• WORK REQUIRED
Please rewrite the lines below, changing "object-detection model" to "detection system" everywhere and keeping everything else the same.

Bounding box annotation entries:

+ + +

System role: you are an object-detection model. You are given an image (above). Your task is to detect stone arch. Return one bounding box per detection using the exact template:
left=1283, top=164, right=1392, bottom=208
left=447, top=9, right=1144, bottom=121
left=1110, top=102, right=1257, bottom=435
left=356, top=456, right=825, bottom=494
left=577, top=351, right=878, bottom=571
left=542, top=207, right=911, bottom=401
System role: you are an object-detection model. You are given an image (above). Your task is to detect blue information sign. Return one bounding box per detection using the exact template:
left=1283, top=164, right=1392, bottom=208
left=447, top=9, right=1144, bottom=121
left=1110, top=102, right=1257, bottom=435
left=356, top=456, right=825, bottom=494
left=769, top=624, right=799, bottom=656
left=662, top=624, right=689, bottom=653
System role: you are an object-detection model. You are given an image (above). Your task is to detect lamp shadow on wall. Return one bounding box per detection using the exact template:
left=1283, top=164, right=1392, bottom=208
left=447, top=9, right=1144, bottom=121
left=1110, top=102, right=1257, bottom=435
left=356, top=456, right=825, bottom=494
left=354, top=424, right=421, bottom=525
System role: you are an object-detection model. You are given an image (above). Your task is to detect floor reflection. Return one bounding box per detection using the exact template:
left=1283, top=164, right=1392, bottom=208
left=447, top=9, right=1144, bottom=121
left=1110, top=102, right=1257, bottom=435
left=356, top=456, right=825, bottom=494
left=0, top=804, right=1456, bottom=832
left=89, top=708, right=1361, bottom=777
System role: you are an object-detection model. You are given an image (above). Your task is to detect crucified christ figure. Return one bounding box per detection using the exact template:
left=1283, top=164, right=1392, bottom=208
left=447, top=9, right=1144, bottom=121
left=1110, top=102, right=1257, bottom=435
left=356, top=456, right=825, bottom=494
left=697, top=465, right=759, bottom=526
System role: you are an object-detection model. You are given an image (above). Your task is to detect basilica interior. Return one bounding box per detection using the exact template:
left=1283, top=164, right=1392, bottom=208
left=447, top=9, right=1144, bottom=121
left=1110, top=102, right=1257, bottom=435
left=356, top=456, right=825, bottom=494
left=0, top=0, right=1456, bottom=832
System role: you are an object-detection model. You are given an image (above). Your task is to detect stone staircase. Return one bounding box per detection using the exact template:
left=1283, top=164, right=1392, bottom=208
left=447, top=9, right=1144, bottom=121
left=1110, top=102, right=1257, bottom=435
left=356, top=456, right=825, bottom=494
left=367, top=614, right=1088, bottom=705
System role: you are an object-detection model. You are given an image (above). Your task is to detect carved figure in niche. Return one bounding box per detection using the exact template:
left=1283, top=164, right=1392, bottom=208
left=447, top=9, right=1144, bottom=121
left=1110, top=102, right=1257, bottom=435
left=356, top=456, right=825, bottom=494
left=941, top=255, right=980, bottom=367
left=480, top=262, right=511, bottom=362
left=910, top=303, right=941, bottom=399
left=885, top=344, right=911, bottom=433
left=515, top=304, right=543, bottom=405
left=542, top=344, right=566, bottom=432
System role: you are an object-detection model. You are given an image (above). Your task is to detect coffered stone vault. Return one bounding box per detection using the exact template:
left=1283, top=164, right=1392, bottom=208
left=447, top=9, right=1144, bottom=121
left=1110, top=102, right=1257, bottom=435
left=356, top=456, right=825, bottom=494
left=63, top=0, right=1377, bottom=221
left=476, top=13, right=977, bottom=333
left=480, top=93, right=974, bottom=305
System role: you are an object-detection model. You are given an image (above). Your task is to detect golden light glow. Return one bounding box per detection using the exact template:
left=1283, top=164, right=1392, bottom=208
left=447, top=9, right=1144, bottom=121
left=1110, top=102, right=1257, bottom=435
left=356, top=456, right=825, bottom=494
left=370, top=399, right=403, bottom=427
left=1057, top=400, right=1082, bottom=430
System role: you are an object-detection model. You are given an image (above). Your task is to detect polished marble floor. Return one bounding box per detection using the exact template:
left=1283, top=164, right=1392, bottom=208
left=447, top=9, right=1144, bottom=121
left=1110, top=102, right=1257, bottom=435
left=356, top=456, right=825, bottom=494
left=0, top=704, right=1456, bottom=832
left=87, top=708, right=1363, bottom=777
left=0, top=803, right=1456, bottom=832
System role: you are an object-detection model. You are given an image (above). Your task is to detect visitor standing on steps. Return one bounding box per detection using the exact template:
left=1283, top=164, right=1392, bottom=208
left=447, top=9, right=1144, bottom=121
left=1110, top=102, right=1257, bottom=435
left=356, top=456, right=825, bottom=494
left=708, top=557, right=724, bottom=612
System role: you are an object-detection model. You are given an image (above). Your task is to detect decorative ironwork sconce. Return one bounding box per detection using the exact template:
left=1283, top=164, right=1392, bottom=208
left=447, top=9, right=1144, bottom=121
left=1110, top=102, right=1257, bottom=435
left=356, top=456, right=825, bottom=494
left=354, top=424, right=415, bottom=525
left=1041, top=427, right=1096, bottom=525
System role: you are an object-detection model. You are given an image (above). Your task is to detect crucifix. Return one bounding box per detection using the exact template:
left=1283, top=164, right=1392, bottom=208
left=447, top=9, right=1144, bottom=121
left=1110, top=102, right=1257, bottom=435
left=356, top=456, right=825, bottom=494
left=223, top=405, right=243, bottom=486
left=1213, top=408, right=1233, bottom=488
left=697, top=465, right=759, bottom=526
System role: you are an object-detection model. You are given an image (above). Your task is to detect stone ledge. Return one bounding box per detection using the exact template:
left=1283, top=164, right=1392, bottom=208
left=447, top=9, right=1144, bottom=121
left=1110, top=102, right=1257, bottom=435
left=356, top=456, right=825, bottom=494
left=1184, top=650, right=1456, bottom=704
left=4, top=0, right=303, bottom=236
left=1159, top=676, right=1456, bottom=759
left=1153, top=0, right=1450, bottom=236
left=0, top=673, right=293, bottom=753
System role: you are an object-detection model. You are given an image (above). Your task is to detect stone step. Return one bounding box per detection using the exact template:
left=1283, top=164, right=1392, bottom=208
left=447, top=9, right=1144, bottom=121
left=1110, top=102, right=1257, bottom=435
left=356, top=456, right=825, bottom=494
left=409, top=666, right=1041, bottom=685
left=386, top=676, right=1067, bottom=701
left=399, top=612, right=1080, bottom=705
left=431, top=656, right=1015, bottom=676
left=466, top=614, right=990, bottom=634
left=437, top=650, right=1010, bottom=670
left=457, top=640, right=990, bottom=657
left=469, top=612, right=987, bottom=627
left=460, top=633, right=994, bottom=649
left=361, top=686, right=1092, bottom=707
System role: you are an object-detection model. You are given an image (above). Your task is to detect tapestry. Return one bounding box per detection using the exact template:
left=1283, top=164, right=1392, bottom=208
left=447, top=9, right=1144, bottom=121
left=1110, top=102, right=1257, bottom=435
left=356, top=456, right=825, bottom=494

+ + +

• OUTPUT FOR THIS TASK
System role: you are an detection system. You are given an image (above). Your task is to detect stone arch. Return one bounding box per detection using the exact template:
left=1283, top=164, right=1392, bottom=208
left=447, top=9, right=1144, bottom=121
left=1110, top=102, right=1257, bottom=435
left=356, top=456, right=825, bottom=494
left=577, top=351, right=878, bottom=571
left=542, top=207, right=911, bottom=401
System role: you are an detection system. You are given an image (above). Your task is to detect blue information sign. Return one bounding box per detection using the exact template:
left=1283, top=164, right=1392, bottom=208
left=447, top=9, right=1144, bottom=121
left=1110, top=102, right=1257, bottom=435
left=356, top=456, right=825, bottom=494
left=769, top=624, right=799, bottom=656
left=662, top=624, right=689, bottom=653
System role: you are an detection system. You are given an image (above). Your task is to detect lamp shadow on wall. Return one bounding box per detection using the exact template:
left=1283, top=164, right=1392, bottom=208
left=447, top=9, right=1144, bottom=121
left=1110, top=102, right=1257, bottom=435
left=356, top=456, right=825, bottom=494
left=354, top=424, right=421, bottom=525
System role: you are an detection system. You are given an image (above). Your task is to detect floor reflection. Return one bounding box per detection using the exact template:
left=1283, top=164, right=1392, bottom=208
left=447, top=9, right=1144, bottom=121
left=1110, top=102, right=1257, bottom=435
left=356, top=456, right=825, bottom=494
left=0, top=804, right=1456, bottom=832
left=89, top=708, right=1361, bottom=777
System role: you are an detection system. You are given an image (above). Your task is to detect crucified christ figure. Return one bounding box per detection using the exact template:
left=1283, top=164, right=1392, bottom=208
left=447, top=9, right=1144, bottom=121
left=1110, top=102, right=1257, bottom=435
left=356, top=456, right=825, bottom=494
left=697, top=465, right=759, bottom=526
System role: you are an detection system. You are given an image (above). Your task is to detect basilica interior. Return one bounding box per detection using the exact template:
left=1283, top=164, right=1392, bottom=208
left=447, top=9, right=1144, bottom=121
left=1110, top=102, right=1257, bottom=435
left=356, top=456, right=825, bottom=494
left=0, top=0, right=1456, bottom=832
System role: you are an detection system. You are given an image (above). Your task is to detect stone staircase. Return one bounding box per detection using the exact template:
left=1283, top=164, right=1392, bottom=208
left=447, top=9, right=1144, bottom=121
left=1110, top=102, right=1257, bottom=435
left=356, top=456, right=825, bottom=494
left=367, top=614, right=1088, bottom=705
System role: you are an detection system. You are given an image (above). Your task is to detect carved figure in niche. Return one bounding box per detection using the exact template:
left=1283, top=164, right=1392, bottom=208
left=447, top=9, right=1144, bottom=121
left=1110, top=102, right=1257, bottom=435
left=356, top=456, right=825, bottom=494
left=941, top=255, right=980, bottom=367
left=480, top=262, right=511, bottom=362
left=910, top=303, right=941, bottom=399
left=885, top=344, right=911, bottom=433
left=515, top=304, right=543, bottom=405
left=542, top=344, right=566, bottom=432
System role: you are an detection system. You are given an image (above). Your task is to detect coffered stone vault. Return one bounding box per detection using the exact template:
left=1283, top=164, right=1392, bottom=208
left=447, top=9, right=1144, bottom=121
left=1110, top=102, right=1257, bottom=435
left=356, top=456, right=825, bottom=494
left=63, top=0, right=1377, bottom=221
left=476, top=13, right=977, bottom=333
left=480, top=93, right=974, bottom=305
System role: you are an detection system. You are given an image (above). Your task is to detect golden light glow. Return one bounding box per detection using the exact template:
left=1283, top=164, right=1392, bottom=208
left=447, top=9, right=1144, bottom=121
left=1110, top=102, right=1257, bottom=435
left=356, top=456, right=825, bottom=494
left=370, top=399, right=403, bottom=427
left=1057, top=400, right=1082, bottom=430
System role: you are an detection system. You are given an image (above). Your task is to detect polished marble floor. Return one bounding box per detection using the exact template:
left=1283, top=164, right=1392, bottom=208
left=447, top=9, right=1144, bottom=121
left=1110, top=102, right=1257, bottom=435
left=356, top=456, right=825, bottom=494
left=0, top=704, right=1456, bottom=832
left=87, top=708, right=1363, bottom=777
left=0, top=803, right=1456, bottom=832
System role: you are an detection system. You are given an image (above). Your task is to detect visitor standing on steps. Return one bounding box per detection using the exact template:
left=1283, top=164, right=1392, bottom=208
left=447, top=9, right=1144, bottom=121
left=1110, top=102, right=1257, bottom=435
left=356, top=456, right=825, bottom=494
left=708, top=557, right=724, bottom=612
System role: you are an detection system. You are given an image (above). Your task is to detect decorative ironwork sconce. Return one bounding box per detection using the exact template:
left=1283, top=164, right=1392, bottom=208
left=447, top=9, right=1144, bottom=121
left=1110, top=102, right=1257, bottom=435
left=356, top=456, right=825, bottom=494
left=354, top=424, right=415, bottom=525
left=1041, top=427, right=1096, bottom=525
System role: you are an detection system. You are given an image (above). Your task is to detect crucifix. Return one bounding box per detection using the exact template:
left=1283, top=164, right=1392, bottom=208
left=447, top=9, right=1144, bottom=121
left=1110, top=102, right=1257, bottom=435
left=356, top=456, right=825, bottom=494
left=223, top=405, right=243, bottom=486
left=1213, top=408, right=1233, bottom=488
left=697, top=465, right=759, bottom=526
System role: you are an detection system. You are given an image (above). Your task is to detect stone ledge. Return one bounding box per detection using the exact template:
left=1283, top=164, right=1392, bottom=208
left=447, top=9, right=1144, bottom=121
left=1110, top=102, right=1257, bottom=435
left=356, top=456, right=825, bottom=494
left=1184, top=650, right=1456, bottom=704
left=4, top=0, right=303, bottom=236
left=1159, top=676, right=1456, bottom=759
left=1153, top=0, right=1450, bottom=236
left=0, top=673, right=293, bottom=753
System role: you are an detection system. You are given an image (above). Your task is to detect stone step. Return one bounding box per detection using the exact template:
left=1283, top=164, right=1392, bottom=208
left=447, top=9, right=1144, bottom=121
left=1110, top=102, right=1257, bottom=435
left=356, top=456, right=825, bottom=494
left=409, top=666, right=1041, bottom=685
left=386, top=676, right=1067, bottom=701
left=399, top=612, right=1080, bottom=705
left=431, top=656, right=1015, bottom=676
left=466, top=614, right=990, bottom=634
left=437, top=650, right=1010, bottom=670
left=457, top=640, right=990, bottom=657
left=469, top=612, right=987, bottom=627
left=460, top=633, right=994, bottom=649
left=361, top=686, right=1092, bottom=707
System role: you are an detection system. You are given an image (above). Your task is to detect tapestry. Return one bounding box per detection using the exact template:
left=1283, top=164, right=1392, bottom=208
left=447, top=9, right=1144, bottom=121
left=1110, top=102, right=1257, bottom=435
left=356, top=456, right=825, bottom=494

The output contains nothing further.